**Dataset extract:**
################

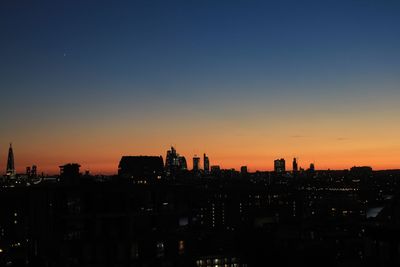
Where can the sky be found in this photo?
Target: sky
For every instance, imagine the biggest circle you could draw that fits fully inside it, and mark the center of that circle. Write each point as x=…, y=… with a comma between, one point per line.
x=246, y=82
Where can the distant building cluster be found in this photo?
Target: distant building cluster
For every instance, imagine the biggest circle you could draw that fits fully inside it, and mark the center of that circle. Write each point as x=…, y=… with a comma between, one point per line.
x=156, y=213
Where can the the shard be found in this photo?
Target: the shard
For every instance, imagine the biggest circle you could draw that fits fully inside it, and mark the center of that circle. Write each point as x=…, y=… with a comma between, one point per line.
x=10, y=163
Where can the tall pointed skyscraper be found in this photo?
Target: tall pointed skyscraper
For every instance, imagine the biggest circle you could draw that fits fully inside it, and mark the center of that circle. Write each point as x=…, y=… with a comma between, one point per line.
x=10, y=163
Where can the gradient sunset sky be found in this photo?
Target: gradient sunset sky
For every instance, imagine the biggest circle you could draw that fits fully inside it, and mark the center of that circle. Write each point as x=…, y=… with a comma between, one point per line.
x=244, y=81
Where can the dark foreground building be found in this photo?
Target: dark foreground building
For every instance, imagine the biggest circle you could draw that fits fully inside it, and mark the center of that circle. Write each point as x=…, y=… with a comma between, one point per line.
x=141, y=169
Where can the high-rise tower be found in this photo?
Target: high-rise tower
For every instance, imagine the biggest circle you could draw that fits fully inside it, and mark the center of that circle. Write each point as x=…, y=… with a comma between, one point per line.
x=295, y=165
x=10, y=172
x=206, y=163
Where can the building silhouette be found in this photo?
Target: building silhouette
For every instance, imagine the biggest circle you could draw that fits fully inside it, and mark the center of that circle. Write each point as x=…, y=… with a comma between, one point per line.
x=206, y=163
x=141, y=169
x=243, y=170
x=182, y=163
x=295, y=165
x=174, y=163
x=69, y=173
x=196, y=163
x=10, y=171
x=312, y=167
x=279, y=166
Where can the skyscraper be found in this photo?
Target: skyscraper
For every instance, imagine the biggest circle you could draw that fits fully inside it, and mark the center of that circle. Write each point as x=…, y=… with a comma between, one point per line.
x=10, y=172
x=206, y=162
x=295, y=165
x=279, y=166
x=182, y=163
x=196, y=163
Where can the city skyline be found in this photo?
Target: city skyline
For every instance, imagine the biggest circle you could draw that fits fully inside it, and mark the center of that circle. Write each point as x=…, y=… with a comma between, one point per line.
x=244, y=82
x=268, y=165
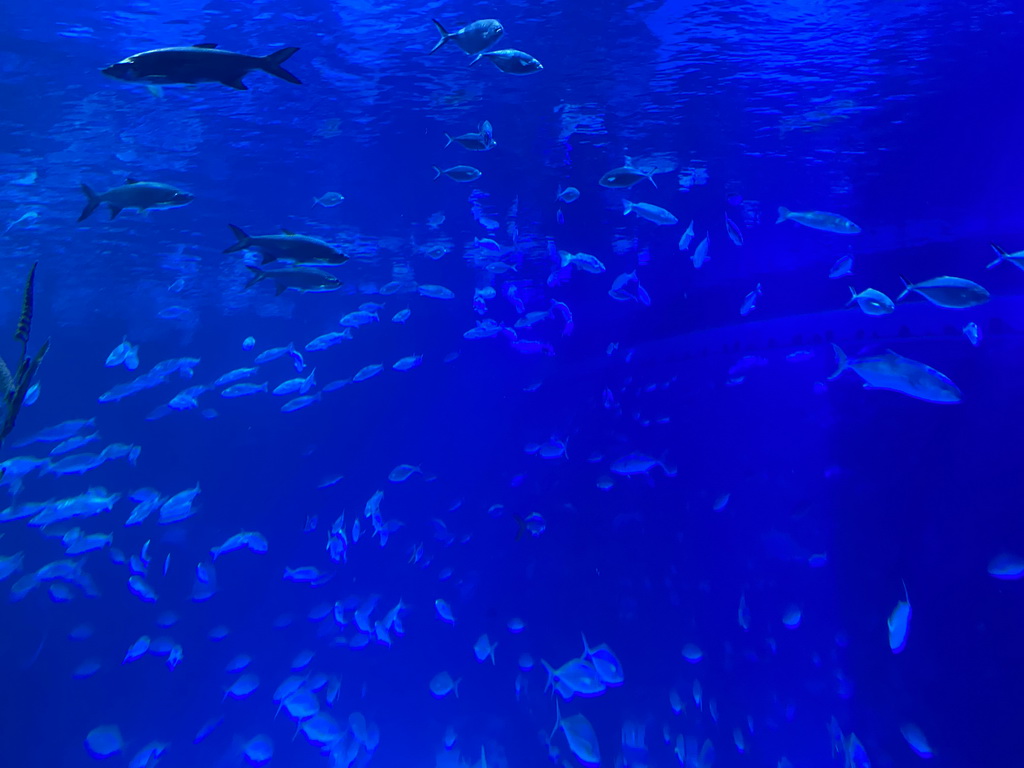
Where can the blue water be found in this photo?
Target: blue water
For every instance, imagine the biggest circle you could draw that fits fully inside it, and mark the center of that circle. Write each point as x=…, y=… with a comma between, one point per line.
x=766, y=482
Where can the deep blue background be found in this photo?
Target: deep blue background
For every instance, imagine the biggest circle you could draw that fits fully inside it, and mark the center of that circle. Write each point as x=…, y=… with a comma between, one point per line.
x=902, y=116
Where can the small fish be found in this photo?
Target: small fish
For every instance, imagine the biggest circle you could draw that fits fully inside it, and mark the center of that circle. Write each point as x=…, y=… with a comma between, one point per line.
x=871, y=301
x=828, y=222
x=483, y=648
x=299, y=402
x=472, y=38
x=842, y=268
x=199, y=64
x=625, y=177
x=1017, y=259
x=700, y=254
x=568, y=195
x=733, y=230
x=650, y=212
x=751, y=301
x=950, y=293
x=687, y=238
x=459, y=173
x=971, y=331
x=899, y=624
x=441, y=684
x=329, y=200
x=510, y=60
x=243, y=389
x=444, y=611
x=139, y=196
x=402, y=472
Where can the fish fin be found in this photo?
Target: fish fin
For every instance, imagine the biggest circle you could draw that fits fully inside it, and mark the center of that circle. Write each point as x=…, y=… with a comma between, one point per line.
x=1000, y=253
x=258, y=274
x=906, y=288
x=842, y=363
x=272, y=65
x=91, y=204
x=443, y=33
x=241, y=238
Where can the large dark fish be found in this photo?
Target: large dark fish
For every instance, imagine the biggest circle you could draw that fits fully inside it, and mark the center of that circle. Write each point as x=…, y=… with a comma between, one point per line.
x=199, y=64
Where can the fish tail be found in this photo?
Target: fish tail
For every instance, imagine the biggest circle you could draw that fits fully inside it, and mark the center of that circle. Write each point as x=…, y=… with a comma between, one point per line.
x=271, y=64
x=906, y=288
x=91, y=204
x=842, y=363
x=258, y=274
x=443, y=33
x=242, y=240
x=1000, y=255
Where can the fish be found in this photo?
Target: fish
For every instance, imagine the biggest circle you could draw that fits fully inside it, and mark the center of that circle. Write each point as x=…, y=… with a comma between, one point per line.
x=687, y=238
x=243, y=389
x=568, y=195
x=459, y=173
x=483, y=648
x=650, y=212
x=328, y=340
x=899, y=624
x=624, y=177
x=950, y=293
x=700, y=254
x=299, y=249
x=444, y=611
x=510, y=60
x=581, y=736
x=472, y=38
x=751, y=301
x=329, y=200
x=302, y=280
x=971, y=331
x=733, y=231
x=893, y=372
x=1017, y=259
x=199, y=64
x=871, y=301
x=583, y=261
x=441, y=684
x=481, y=140
x=828, y=222
x=139, y=196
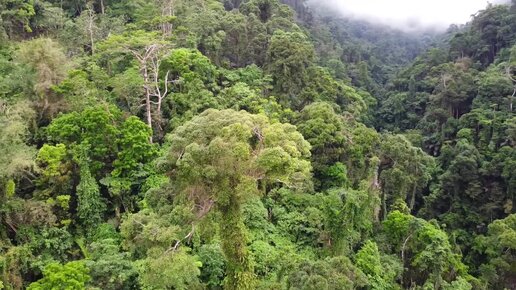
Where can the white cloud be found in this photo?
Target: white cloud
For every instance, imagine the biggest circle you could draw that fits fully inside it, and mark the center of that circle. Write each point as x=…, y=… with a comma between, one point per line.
x=410, y=14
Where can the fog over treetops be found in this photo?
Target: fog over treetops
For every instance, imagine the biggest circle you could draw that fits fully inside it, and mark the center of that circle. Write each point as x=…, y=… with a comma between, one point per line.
x=408, y=15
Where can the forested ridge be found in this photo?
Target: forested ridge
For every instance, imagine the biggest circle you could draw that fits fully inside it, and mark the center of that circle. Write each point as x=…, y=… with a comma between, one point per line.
x=253, y=144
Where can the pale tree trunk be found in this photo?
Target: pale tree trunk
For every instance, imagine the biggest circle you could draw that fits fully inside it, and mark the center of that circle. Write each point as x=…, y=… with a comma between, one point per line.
x=91, y=27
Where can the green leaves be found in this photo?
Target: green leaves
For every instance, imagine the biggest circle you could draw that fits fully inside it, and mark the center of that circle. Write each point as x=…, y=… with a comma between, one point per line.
x=72, y=275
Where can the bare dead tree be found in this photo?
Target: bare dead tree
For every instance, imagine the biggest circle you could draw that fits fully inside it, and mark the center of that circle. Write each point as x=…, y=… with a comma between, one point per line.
x=167, y=12
x=149, y=62
x=509, y=69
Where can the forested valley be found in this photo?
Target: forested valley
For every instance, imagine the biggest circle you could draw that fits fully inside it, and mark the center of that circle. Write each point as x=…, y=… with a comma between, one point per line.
x=253, y=144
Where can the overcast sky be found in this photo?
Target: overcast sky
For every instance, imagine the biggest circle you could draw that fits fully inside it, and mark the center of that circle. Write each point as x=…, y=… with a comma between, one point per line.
x=410, y=14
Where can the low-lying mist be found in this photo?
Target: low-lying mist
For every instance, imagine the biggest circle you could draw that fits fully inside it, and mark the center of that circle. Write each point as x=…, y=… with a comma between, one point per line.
x=407, y=15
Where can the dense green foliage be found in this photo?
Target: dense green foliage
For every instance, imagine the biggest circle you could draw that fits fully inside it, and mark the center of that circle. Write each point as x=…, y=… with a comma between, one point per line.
x=253, y=144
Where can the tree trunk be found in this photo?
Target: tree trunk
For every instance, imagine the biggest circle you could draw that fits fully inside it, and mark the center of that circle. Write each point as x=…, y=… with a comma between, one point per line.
x=239, y=271
x=148, y=108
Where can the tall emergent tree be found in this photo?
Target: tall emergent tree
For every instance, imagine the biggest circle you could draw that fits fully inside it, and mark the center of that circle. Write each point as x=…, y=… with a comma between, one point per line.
x=217, y=160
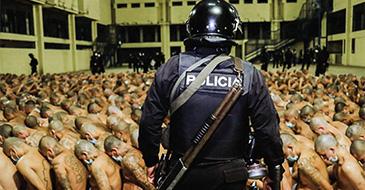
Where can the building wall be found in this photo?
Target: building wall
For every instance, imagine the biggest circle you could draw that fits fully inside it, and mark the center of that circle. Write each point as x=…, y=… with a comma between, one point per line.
x=53, y=60
x=15, y=60
x=348, y=57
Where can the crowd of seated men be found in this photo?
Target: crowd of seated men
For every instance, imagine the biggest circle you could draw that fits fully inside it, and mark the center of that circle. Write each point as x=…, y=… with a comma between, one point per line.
x=73, y=131
x=79, y=131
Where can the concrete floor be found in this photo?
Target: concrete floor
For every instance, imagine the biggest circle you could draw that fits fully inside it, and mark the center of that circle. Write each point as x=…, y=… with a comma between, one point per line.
x=333, y=69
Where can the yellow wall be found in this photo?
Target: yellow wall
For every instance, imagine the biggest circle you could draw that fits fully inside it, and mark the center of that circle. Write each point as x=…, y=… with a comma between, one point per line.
x=254, y=12
x=15, y=61
x=83, y=59
x=291, y=10
x=347, y=57
x=57, y=61
x=105, y=12
x=143, y=15
x=358, y=58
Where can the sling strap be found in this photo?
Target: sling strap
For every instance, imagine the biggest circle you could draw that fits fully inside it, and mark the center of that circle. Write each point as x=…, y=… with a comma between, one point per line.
x=195, y=85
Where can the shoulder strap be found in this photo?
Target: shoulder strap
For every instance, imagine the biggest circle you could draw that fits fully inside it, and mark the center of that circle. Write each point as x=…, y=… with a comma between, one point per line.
x=182, y=76
x=195, y=85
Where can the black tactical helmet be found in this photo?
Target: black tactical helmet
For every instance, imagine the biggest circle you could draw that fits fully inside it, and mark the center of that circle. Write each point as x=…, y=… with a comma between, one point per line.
x=213, y=21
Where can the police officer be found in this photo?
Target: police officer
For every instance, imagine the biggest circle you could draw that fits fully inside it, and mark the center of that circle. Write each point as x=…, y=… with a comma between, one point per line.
x=211, y=26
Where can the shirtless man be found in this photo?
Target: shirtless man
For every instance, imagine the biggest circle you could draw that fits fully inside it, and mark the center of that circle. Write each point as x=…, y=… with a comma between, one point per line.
x=31, y=136
x=94, y=135
x=121, y=131
x=70, y=172
x=294, y=122
x=345, y=168
x=12, y=116
x=309, y=169
x=320, y=127
x=5, y=132
x=357, y=149
x=306, y=113
x=130, y=160
x=355, y=132
x=11, y=179
x=65, y=137
x=104, y=171
x=30, y=163
x=95, y=114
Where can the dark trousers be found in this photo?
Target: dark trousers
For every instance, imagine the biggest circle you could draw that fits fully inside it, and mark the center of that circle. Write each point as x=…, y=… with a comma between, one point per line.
x=34, y=70
x=225, y=176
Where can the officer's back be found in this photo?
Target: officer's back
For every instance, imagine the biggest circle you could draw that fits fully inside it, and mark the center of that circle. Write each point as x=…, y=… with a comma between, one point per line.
x=221, y=165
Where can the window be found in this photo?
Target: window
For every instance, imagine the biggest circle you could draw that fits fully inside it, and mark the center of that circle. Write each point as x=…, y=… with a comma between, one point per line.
x=55, y=23
x=136, y=5
x=16, y=44
x=336, y=22
x=335, y=46
x=178, y=32
x=358, y=18
x=16, y=17
x=83, y=29
x=121, y=5
x=259, y=30
x=149, y=4
x=133, y=34
x=261, y=1
x=56, y=46
x=151, y=33
x=177, y=3
x=191, y=3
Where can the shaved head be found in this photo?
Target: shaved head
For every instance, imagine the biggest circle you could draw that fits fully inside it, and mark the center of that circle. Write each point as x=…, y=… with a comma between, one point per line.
x=316, y=122
x=357, y=148
x=12, y=143
x=5, y=130
x=292, y=113
x=355, y=131
x=88, y=128
x=56, y=125
x=325, y=142
x=79, y=121
x=84, y=146
x=47, y=142
x=288, y=139
x=121, y=126
x=111, y=142
x=18, y=129
x=306, y=110
x=31, y=121
x=362, y=112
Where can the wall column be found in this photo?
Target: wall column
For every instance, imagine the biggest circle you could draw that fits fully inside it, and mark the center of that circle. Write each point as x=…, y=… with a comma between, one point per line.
x=38, y=32
x=348, y=32
x=165, y=40
x=94, y=30
x=72, y=36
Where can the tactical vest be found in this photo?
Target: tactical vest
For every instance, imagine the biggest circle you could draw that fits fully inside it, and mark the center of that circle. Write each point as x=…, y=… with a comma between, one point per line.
x=231, y=138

################

**Set task:**
Reproduce the listing above word for word, from its beginning up to and including the line with "x=246, y=82". Leave the picture out of your answer.

**Exercise result:**
Where can the sky be found in this photo?
Target: sky
For every instance, imagine the biggest circle you could draw that fits fully inside it, and mark the center of that circle. Write each point as x=…, y=… with a comma between, one point per line.
x=246, y=82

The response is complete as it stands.